▸ ACTIVITY:
Please answer these questions using the perovskite solar cell abstract below.
1. Which two compounds were added to the hybrid anti-solvents?
2. What efficiency did the mini-module reach, and what was its active area?
3. What share of initial efficiency did the optimized devices keep after 7000 h under ISOS-D-1 conditions?

Anti-solvent engineering for efficient and stable perovskite solar cells with preferentially orientated 2-dimensional/3-dimensional heterojunctions

Abstract

To date, the trade-off between passivation and transport in 2-dimensional (2D)/3-dimensional (3D) perovskite heterojunctions has been a challenge in simultaneously maximizing the open-circuit voltage (V_OC) and fill factor (FF). Herein, we realized high-quality and preferentially orientated 2D/3D perovskites via anti-solvent engineering. We systematically studied different anti-solvents and put forward a hybrid anti-solvent strategy, which provides better balance between their extracting ability and volatility. This is helpful to eliminate granular grains. To obtain preferentially orientated 2D/3D perovskites, 4-methoxy-phenethylammonium iodide (4-MeO-PEAI) and n-hexylammonium iodide (n-HeXAI) were added to hybrid anti-solvents, which promoted the (001) facet out-of-plane orientation of perovskite films and formed a thin but highly uniform 2D capping layer. We also discovered that longer-chain single ammonium salts tend to enhance the preferential orientation of perovskites but double ammonium salts do not. The preferentially orientated 2D/3D perovskites facilitated the efficient transport of photogenerated carriers in the bulk and on the surface. As a result, an impressive V_OC of 1.218 V and efficiency of 26.02% (certified 25.42% with an FF value of 85.85%) were achieved, which are some of the highest certified FF and V_OC × FF values of the Shockley–Queisser limit (90.6%). Meanwhile, the strategy also achieved an efficiency of 22.59% for the mini-module (active area of 12.4 cm²). The optimized devices maintained 87.6% of the initial efficiency for 7000 h under ISOS-D-1 conditions and 97.8% efficiency for 2100 h under ISOS-L-2 conditions with a linear fitting extrapolation to a T₈₀ of 10 467 h.

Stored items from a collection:
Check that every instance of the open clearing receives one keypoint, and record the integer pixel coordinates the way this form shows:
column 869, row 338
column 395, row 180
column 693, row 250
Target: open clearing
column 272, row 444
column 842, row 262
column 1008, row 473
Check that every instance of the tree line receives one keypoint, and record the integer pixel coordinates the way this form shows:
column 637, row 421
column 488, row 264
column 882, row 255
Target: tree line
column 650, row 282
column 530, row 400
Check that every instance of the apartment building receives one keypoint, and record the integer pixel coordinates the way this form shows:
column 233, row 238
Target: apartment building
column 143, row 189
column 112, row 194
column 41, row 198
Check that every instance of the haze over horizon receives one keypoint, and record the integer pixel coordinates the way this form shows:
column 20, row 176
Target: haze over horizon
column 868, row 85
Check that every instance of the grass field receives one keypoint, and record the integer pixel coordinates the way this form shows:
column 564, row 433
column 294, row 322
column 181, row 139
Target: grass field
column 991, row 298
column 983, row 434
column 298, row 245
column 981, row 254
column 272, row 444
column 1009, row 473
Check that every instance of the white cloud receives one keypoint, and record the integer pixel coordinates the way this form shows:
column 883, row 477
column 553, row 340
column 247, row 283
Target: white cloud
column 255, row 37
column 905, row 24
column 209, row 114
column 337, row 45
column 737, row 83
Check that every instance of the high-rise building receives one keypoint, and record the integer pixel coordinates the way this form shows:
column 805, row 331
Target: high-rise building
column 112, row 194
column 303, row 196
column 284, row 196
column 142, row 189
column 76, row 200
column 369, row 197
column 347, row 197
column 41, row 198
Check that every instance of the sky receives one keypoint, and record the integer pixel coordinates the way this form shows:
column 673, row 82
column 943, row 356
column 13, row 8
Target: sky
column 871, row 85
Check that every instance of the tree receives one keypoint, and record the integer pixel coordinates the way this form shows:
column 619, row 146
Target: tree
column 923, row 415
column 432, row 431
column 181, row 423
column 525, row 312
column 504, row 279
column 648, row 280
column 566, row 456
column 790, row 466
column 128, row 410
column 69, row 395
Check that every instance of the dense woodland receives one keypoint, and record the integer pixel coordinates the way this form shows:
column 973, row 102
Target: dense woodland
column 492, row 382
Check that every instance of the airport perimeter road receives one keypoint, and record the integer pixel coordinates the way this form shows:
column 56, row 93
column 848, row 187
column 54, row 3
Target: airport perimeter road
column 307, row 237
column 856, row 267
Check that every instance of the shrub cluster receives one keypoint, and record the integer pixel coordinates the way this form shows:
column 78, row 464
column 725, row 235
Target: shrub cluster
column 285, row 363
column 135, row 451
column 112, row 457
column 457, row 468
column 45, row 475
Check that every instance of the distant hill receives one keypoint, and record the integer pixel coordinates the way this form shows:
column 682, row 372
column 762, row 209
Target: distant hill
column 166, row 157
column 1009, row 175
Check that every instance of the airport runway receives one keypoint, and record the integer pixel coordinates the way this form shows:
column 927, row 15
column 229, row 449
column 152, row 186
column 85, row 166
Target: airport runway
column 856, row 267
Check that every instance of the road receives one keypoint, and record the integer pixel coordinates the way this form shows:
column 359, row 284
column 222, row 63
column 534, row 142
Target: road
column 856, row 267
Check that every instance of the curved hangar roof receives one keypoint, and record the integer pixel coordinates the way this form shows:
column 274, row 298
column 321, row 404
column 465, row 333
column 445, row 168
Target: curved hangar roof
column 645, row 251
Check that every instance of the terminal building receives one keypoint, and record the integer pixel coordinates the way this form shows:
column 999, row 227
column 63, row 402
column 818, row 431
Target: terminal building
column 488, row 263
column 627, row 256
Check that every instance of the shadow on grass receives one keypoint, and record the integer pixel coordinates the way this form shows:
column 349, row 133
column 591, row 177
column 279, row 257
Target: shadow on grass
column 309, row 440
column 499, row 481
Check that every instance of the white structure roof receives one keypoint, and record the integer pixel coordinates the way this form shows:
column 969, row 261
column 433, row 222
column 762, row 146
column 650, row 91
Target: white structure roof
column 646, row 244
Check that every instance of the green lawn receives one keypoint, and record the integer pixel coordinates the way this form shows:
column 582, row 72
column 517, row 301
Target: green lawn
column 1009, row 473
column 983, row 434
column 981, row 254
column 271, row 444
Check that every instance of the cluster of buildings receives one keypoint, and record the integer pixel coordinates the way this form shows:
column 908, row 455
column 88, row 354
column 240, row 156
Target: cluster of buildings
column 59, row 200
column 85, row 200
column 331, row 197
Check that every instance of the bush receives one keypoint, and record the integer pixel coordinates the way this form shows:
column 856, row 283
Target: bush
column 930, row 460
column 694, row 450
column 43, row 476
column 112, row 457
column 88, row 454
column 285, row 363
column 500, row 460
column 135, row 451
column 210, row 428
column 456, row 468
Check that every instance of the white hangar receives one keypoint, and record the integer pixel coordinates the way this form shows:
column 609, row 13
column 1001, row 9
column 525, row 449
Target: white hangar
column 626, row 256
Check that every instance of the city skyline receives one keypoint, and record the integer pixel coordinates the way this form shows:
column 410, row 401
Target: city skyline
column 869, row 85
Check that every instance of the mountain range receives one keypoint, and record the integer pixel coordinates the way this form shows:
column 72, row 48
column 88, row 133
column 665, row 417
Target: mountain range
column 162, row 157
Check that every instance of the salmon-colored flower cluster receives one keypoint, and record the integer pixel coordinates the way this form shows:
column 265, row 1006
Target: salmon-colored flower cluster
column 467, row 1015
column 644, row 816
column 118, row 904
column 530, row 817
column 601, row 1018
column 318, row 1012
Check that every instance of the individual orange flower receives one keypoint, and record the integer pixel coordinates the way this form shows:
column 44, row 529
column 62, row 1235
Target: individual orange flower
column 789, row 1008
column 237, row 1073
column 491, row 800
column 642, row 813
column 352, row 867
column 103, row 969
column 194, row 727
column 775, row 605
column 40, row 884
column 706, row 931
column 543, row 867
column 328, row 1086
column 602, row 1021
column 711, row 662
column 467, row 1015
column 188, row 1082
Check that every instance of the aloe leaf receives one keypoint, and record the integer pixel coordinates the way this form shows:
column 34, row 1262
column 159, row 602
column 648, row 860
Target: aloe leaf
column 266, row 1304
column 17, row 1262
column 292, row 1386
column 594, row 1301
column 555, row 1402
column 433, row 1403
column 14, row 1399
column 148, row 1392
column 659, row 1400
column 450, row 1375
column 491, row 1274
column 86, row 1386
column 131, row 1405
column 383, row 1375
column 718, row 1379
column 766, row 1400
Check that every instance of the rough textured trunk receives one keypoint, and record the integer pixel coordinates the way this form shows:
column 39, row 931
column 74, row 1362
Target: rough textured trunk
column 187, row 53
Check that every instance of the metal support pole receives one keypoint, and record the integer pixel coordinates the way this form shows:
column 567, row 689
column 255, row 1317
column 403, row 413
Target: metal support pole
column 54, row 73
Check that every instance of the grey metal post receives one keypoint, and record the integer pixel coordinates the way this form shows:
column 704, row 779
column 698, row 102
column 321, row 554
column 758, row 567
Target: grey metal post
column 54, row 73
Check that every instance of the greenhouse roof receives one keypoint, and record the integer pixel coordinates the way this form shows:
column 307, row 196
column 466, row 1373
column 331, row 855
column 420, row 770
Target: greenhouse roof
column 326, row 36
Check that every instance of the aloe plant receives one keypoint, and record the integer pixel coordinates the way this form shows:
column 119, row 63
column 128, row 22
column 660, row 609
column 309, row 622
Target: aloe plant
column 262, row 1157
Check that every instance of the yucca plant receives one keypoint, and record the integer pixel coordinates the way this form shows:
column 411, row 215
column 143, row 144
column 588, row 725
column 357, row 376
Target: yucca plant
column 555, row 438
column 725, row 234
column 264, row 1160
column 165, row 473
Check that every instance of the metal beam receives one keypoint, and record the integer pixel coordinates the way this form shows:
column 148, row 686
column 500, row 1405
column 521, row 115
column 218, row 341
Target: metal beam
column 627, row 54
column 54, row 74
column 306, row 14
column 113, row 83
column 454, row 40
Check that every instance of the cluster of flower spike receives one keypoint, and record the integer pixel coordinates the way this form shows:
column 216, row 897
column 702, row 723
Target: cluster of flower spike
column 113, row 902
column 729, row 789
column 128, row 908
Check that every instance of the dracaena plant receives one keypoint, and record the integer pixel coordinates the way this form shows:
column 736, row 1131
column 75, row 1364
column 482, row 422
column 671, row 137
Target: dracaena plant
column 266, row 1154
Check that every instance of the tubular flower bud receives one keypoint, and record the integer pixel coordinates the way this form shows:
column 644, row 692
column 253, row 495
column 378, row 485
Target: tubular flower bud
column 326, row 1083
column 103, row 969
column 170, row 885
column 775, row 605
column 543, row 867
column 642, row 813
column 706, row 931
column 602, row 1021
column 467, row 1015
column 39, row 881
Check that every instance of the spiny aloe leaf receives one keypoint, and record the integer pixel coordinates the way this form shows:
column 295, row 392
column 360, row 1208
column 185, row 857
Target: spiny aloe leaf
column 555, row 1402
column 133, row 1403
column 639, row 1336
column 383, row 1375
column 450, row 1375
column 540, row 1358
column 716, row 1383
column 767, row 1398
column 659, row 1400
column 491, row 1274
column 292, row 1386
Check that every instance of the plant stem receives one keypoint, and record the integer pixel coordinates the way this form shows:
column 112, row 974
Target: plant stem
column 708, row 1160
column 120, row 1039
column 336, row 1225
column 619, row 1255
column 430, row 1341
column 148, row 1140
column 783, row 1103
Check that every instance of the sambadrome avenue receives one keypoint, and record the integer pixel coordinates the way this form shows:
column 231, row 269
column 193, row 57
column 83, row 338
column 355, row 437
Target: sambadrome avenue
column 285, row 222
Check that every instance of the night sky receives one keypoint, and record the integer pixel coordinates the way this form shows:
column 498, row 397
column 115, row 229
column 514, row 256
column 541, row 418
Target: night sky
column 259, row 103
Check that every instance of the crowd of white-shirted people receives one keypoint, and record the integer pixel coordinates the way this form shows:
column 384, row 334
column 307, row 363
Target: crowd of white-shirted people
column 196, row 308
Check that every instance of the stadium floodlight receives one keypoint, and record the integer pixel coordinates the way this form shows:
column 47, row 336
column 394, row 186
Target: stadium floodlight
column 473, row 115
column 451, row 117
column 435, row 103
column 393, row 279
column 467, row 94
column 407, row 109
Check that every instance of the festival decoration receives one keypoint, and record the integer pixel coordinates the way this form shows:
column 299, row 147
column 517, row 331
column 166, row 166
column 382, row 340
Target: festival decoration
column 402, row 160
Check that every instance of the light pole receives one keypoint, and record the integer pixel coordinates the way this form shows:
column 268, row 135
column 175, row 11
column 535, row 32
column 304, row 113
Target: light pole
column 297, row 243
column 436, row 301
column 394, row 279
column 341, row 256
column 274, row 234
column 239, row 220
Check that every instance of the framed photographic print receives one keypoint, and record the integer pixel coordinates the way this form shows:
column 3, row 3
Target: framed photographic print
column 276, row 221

▸ RESPONSE:
1. 4-methoxy-phenethylammonium iodide (4-MeO-PEAI) and n-hexylammonium iodide (n-HeXAI)
2. 22.59%, with an active area of 12.4 cm²
3. 87.6%